Consignes -
(a) Extrayez de l'article sur René Justrabo le passage qui débute aux mots « Par A. Salim, 21 » et qui s'arrête après les mots « était en test. ».
(b) En vous appuyant sur l'article sur René Justrabo, répondez aux questions suivantes :
(i) Durant quelle période René Justrabo a-t-il été maire de Sidi Bel-Abbès ?
(ii) À quel étage se trouve la porte de son appartement ?
(iii) Dans quelle ville sa fille est-elle née ?

René Justrabo se confie à Bel-Abbès.info

Par A. Salim, 21 juillet 2012

Entrant dans le cadre de la commémoration du cinquantenaire de la fête de l’indépendance et poursuivant notre périple à la recherche de figures emblématiques ayant marqué l’histoire Algérienne, et surtout la ville de Sidi Bel-Abbes, de leurs empreintes, l’idée qui germait depuis notre correspondance, il y a de cela environ deux ans mais infructueuse en raison du moyen de communication inadapté que nous avons utilisé avec M. René Justrabo, eh oui ! Il s’agit de l’ancien maire de la ville de Sidi Bel-Abbes de la période 1947 à 1953 qui vient de fêter, récemment son anniversaire à 95 ans et qui a marqué l’histoire de la ville et dont la presse locale et nationale en fait régulièrement écho, nous avons décidé d’aller à sa rencontre à Dijon où il vit dans un modeste Appartement sur le boulevard Trimolet sur lequel une nouvelle ligne de Tramway était en test.

Bien sur, il n’a pas été facile de le rencontrer et surtout de nous identifier comme tel du journal online de Bel-Abbès info malgré qu’il avait eu connaissance de nos multiples appels téléphoniques auparavant et avait reçu par courrier ordinaire notre projet de questionnaires cité plus haut par l’intermédiaire d’un fervent lecteur de BAI. En effet, arrivé devant le bâtiment de sept étages où il vivait, nous lui téléphonâmes pour nous identifier, il insista qu’il était fatigué et avait rendez-vous ce jour-là, bref toutes des excuses évoquées et nous l’avons compris. Méfiance et crainte étaient de rigueur. Ce jour là, la chance semblait nous sourire puisque à l’instant où nous allions abandonner cette rencontre, deux femmes voisines, nous ouvrâmes la porte principale et nous fîmes signe qu’elles allaient sonner à la porte de M. Justrabo pour annoncer notre visite et après plusieurs coups de sonnette à sa porte du troisième étage, elles redescendirent pour nous signaler qu’il était probablement sorti « voire sa fille puisqu’il en avait l’habitude » et elle nous indiquâmes son adresse. Et voilà que l’idée surgit, le « fil d’Ariane » devait être sa fille que nous remercions ici, vivement et nous lui souhaitons un prompt rétablissement. Il était claire que M René Justrabo, malentendant avec le poids de l’âge, ne pouvait ouvrir à des personnes étrangères et sans badge professionnel de surcroit, plus facile donc était de toucher sa fille au préalable. Ainsi, nous nous approchâmes du bâtiment où elle vivait et suite à une longue conversation à l’interphone d’entrée et après que nous nous déclinâmes notre identité également, elle décida de nous accompagner auprès de son père. Chemin faisant , nous apprîmes qu’elle était Professeur en médecine, spécialiste en pathologie ,elle était née à Oran et avait déjà fait quelques navettes à Alger et Oran, dans un cadre professionnel surtout. Elle entra dans l’appartement de son père et retourna après quelques instant, la porte nous fumes grande ouverte cette fois-ci, nous entrâmes et elle nous fit signe d’attendre M. René Justrabo dans le salon qui ne tarda pas à se montrer.

Section des données -
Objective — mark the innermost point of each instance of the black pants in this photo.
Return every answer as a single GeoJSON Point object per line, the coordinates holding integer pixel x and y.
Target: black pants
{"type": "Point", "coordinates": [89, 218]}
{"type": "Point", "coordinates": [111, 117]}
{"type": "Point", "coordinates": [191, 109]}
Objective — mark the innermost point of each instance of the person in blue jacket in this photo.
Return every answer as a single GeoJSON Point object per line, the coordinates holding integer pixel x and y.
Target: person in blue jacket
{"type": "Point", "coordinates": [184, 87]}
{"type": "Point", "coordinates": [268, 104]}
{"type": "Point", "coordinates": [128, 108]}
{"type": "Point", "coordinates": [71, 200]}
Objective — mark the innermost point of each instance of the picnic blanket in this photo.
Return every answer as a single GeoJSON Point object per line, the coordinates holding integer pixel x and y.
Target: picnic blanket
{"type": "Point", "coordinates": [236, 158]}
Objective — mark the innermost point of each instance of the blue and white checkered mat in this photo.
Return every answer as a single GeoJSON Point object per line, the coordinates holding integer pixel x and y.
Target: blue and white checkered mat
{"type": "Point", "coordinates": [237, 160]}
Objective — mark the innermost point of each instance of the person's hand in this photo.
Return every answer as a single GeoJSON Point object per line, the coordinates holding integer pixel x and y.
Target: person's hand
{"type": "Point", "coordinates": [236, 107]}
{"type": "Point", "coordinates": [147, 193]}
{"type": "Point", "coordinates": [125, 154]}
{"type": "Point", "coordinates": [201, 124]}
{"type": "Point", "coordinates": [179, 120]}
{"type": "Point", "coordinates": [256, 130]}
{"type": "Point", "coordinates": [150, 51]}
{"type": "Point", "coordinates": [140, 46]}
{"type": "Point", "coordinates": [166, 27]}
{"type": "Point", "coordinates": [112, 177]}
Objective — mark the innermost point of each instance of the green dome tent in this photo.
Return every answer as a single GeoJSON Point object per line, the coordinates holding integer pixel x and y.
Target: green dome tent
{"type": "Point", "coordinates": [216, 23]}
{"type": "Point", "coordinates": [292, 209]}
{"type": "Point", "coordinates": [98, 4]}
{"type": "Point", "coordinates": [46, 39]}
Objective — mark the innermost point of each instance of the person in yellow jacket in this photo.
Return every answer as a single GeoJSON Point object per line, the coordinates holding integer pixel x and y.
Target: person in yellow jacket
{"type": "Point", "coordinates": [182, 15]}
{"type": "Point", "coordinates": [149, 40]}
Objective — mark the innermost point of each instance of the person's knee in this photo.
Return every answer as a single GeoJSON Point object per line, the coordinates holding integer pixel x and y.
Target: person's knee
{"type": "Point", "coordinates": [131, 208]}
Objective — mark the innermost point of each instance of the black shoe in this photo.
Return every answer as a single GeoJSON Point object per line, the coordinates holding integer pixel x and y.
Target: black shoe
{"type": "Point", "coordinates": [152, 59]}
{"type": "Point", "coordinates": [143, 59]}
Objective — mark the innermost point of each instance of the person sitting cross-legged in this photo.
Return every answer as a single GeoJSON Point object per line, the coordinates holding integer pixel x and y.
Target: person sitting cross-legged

Corrigé par tâche -
(a)
Par A. Salim, 21 juillet 2012

Entrant dans le cadre de la commémoration du cinquantenaire de la fête de l’indépendance et poursuivant notre périple à la recherche de figures emblématiques ayant marqué l’histoire Algérienne, et surtout la ville de Sidi Bel-Abbes, de leurs empreintes, l’idée qui germait depuis notre correspondance, il y a de cela environ deux ans mais infructueuse en raison du moyen de communication inadapté que nous avons utilisé avec M. René Justrabo, eh oui ! Il s’agit de l’ancien maire de la ville de Sidi Bel-Abbes de la période 1947 à 1953 qui vient de fêter, récemment son anniversaire à 95 ans et qui a marqué l’histoire de la ville et dont la presse locale et nationale en fait régulièrement écho, nous avons décidé d’aller à sa rencontre à Dijon où il vit dans un modeste Appartement sur le boulevard Trimolet sur lequel une nouvelle ligne de Tramway était en test.

(b)
(i) De 1947 à 1953.
(ii) Au troisième étage.
(iii) À Oran.